**TEXTBLOCK**
# Polarkoordinaten



## Flying-Hawk (28. April 2004)

Hallo,
ich wollte den Effekt desen Beschreibung unter diesem Link zusehen ist: http://www.gfx4ever/
nachbilden doch irgendwie will es mir nicht gelingen das Ergebniss sieht anders aus. Ich vermute das es irgentwas mit der Option Polarkoordinaten zutuhen hat.
Wenn ich es nähmlich anwende sieht das Ergebniss anders aus. Die Schrift ist nicht am oberen Rand sondern an den Seiten. Unten habe ich einpaar Bilder dazu angefügt.
So sollte es aussehen:


----------



## Flying-Hawk (28. April 2004)

so sieht mein Ergebniss aus:


----------



## Flying-Hawk (28. April 2004)

und so sieht mein Bild nach der Anwendung der Polarkoordinaten aus:


----------



## Flying-Hawk (28. April 2004)

Und so sollte es nach desen Anwendung aussehen:


----------



## lucide (28. April 2004)

Bei den Polarkoordinaten gibt es einen Unterschied zwischen der Groß- und Kleinschreibung. Wenn du dieses GFX groß schreibst, bekommst du genau dieses Bild.

Bei 

http://www.666-hellish.com/index.php?link=tutorial&kategorie=4&sid=023a65ebf9f820661e0a5e56fe26b71e

kannst du dir 2 pdf Dateien über Polarkoordinaten herunterladen. Ist sehr informativ, welche Figuren zustande kommen


----------



## MeggieX (29. April 2004)

Mit Groß und Kleinschreiben hat das wenig zu tun.

**DATENAUSZUG**
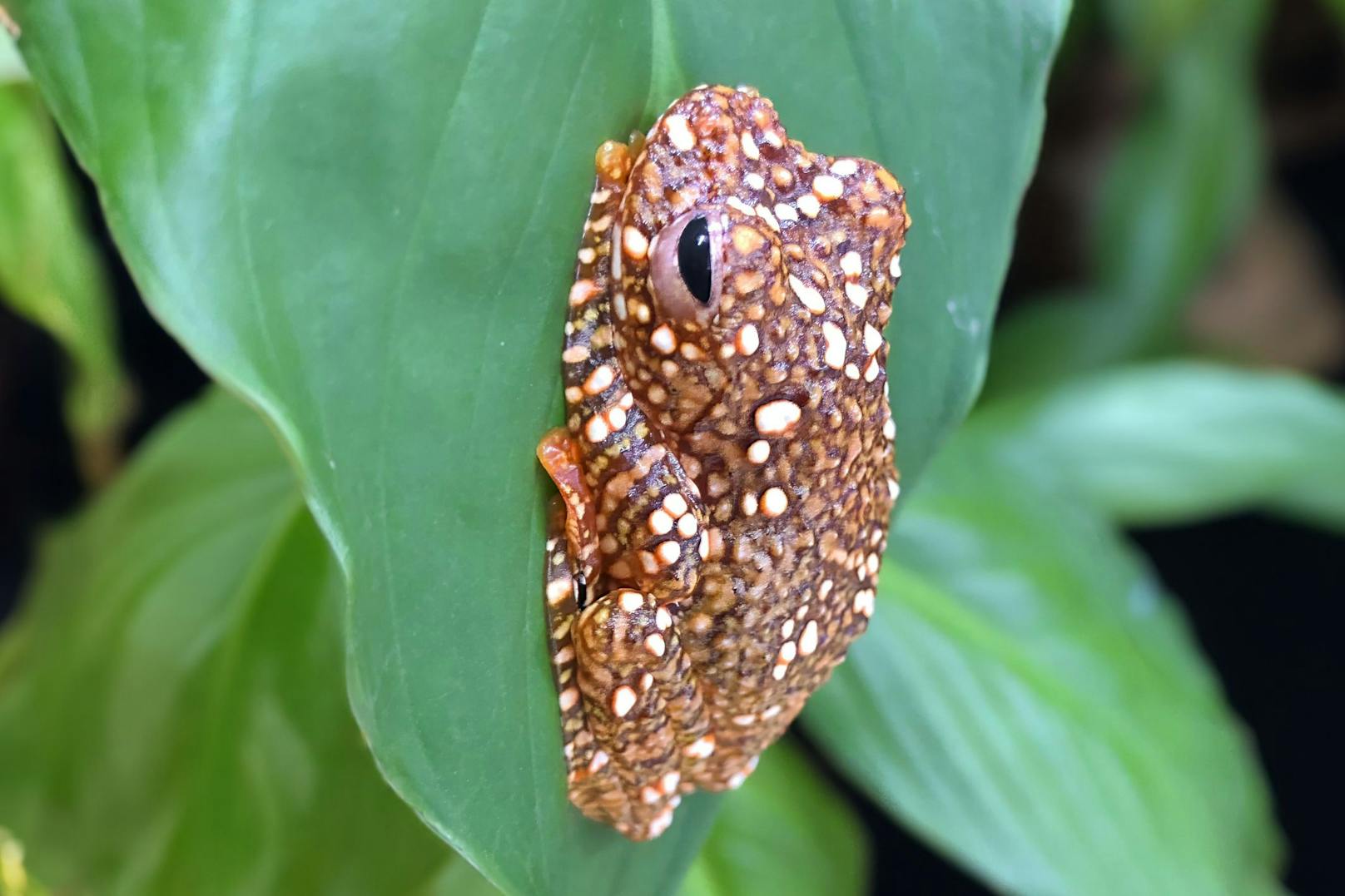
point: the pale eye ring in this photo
(686, 265)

**AUFGABE**
Tippe bitte einen Abschnitt aus dem Thread über Polarkoordinaten wortgetreu ab. Beginne bei den Worten mit „## lucide (28.“ und hör nach „genau dieses Bild.“ auf.

**ANTWORT**
## lucide (28. April 2004)

Bei den Polarkoordinaten gibt es einen Unterschied zwischen der Groß- und Kleinschreibung. Wenn du dieses GFX groß schreibst, bekommst du genau dieses Bild.